Records supplied —
[Begin]
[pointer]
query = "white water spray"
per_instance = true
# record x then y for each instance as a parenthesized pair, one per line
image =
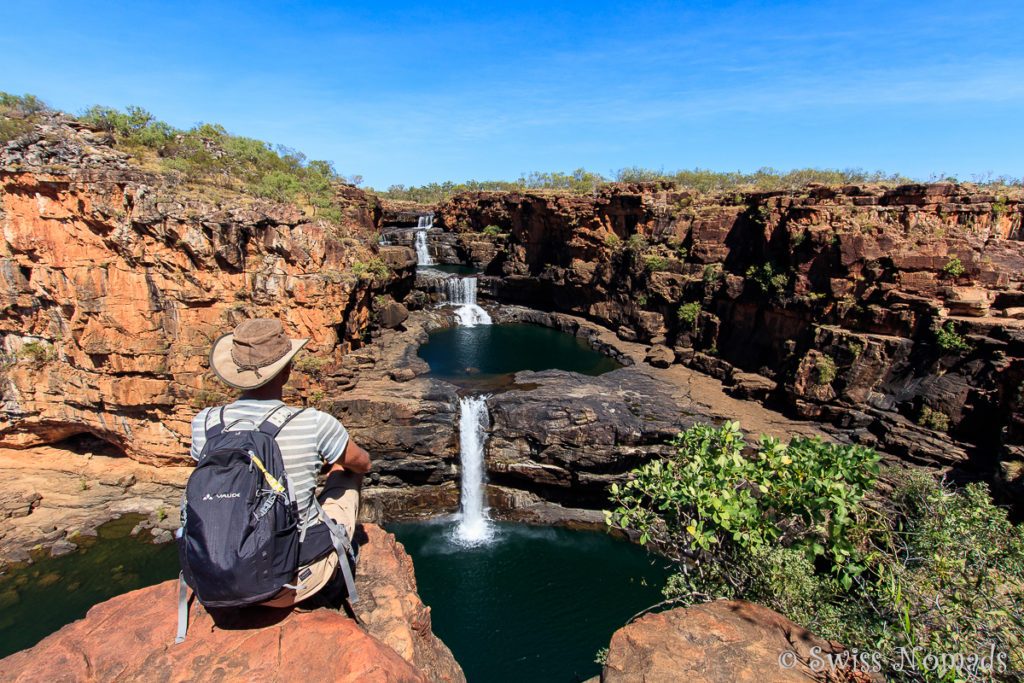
(461, 292)
(422, 252)
(474, 527)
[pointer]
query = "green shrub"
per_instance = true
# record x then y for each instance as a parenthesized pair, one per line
(712, 272)
(824, 369)
(636, 243)
(688, 313)
(949, 340)
(769, 278)
(654, 262)
(953, 268)
(38, 351)
(928, 572)
(710, 502)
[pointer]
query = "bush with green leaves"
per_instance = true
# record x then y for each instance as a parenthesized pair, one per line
(954, 268)
(928, 572)
(688, 313)
(713, 502)
(769, 278)
(208, 154)
(655, 262)
(824, 369)
(948, 339)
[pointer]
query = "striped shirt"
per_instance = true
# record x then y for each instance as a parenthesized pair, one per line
(306, 443)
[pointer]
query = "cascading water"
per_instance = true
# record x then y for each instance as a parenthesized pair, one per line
(422, 252)
(474, 527)
(461, 292)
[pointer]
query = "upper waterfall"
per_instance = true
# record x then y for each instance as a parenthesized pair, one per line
(461, 292)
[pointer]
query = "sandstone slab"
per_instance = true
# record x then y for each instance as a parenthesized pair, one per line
(723, 641)
(131, 637)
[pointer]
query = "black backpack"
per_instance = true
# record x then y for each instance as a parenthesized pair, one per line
(240, 521)
(240, 542)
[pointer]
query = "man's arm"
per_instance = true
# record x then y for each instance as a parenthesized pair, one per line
(353, 459)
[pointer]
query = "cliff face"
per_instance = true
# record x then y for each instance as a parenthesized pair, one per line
(895, 313)
(131, 637)
(114, 283)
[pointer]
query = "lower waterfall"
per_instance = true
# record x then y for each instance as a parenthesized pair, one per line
(473, 527)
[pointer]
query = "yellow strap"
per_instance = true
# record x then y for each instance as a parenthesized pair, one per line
(274, 484)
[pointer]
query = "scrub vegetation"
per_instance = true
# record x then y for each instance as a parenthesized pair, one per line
(928, 577)
(705, 180)
(208, 154)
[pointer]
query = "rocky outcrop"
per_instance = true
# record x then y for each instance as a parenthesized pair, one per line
(114, 283)
(53, 498)
(722, 642)
(890, 312)
(556, 438)
(131, 637)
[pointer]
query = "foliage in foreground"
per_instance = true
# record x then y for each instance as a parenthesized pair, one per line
(923, 581)
(208, 153)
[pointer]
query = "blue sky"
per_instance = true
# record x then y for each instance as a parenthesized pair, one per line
(407, 93)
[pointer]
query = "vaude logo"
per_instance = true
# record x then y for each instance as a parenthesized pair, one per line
(208, 497)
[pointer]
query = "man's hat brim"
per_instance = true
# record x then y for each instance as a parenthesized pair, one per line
(225, 369)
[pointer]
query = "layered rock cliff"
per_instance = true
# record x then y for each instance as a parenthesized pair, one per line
(114, 283)
(895, 313)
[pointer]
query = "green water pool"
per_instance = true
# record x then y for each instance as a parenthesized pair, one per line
(39, 598)
(535, 604)
(486, 355)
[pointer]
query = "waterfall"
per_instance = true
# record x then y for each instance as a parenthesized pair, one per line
(474, 526)
(461, 292)
(422, 253)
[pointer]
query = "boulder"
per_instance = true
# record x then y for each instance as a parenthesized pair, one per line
(660, 355)
(716, 642)
(393, 314)
(131, 637)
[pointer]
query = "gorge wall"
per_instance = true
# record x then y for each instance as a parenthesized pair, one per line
(893, 313)
(115, 282)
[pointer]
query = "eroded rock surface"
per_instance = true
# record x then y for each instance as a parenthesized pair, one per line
(115, 282)
(131, 637)
(723, 641)
(889, 312)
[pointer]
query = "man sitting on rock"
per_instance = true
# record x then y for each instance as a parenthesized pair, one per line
(257, 358)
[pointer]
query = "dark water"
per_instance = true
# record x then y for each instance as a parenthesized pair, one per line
(38, 599)
(456, 268)
(536, 604)
(485, 355)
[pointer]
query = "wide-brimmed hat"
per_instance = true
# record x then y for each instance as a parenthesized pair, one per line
(254, 353)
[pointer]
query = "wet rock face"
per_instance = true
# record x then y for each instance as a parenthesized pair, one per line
(114, 284)
(887, 311)
(132, 636)
(571, 435)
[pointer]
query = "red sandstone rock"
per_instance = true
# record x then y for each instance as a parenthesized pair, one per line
(131, 637)
(113, 284)
(725, 641)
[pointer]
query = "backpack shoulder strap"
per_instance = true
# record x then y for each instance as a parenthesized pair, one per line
(214, 431)
(275, 421)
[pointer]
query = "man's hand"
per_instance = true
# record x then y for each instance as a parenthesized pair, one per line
(353, 460)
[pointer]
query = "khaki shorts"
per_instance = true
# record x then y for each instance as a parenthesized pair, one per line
(340, 500)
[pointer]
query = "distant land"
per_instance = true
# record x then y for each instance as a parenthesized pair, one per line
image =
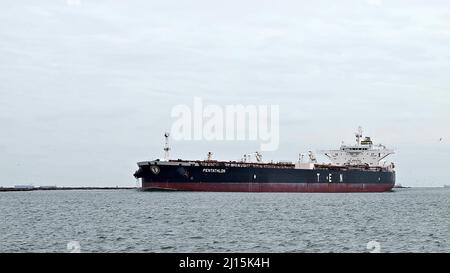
(50, 188)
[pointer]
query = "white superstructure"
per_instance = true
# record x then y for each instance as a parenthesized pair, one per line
(363, 153)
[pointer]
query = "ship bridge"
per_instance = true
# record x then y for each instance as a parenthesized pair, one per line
(364, 152)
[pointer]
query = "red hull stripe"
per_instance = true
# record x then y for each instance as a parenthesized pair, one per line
(268, 187)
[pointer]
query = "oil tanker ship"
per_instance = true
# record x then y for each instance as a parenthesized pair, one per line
(353, 168)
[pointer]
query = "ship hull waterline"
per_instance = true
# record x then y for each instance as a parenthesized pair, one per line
(268, 187)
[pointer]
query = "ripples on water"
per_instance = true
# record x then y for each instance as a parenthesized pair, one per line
(407, 220)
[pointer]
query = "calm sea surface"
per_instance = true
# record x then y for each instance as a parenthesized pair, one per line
(407, 220)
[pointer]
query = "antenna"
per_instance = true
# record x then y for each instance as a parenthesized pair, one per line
(359, 135)
(312, 157)
(166, 146)
(258, 156)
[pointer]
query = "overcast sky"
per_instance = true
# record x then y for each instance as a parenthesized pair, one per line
(87, 86)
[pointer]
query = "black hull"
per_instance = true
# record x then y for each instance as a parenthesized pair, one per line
(163, 176)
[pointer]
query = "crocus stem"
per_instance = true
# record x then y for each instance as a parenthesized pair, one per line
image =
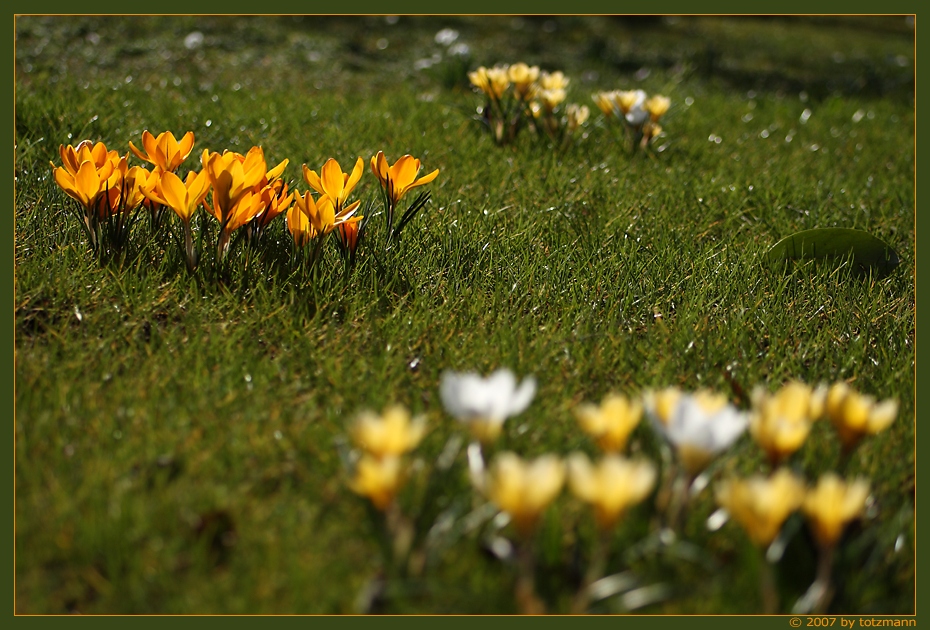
[End]
How many lines in the records above contain the string "white"? Case counts, so give only the number.

2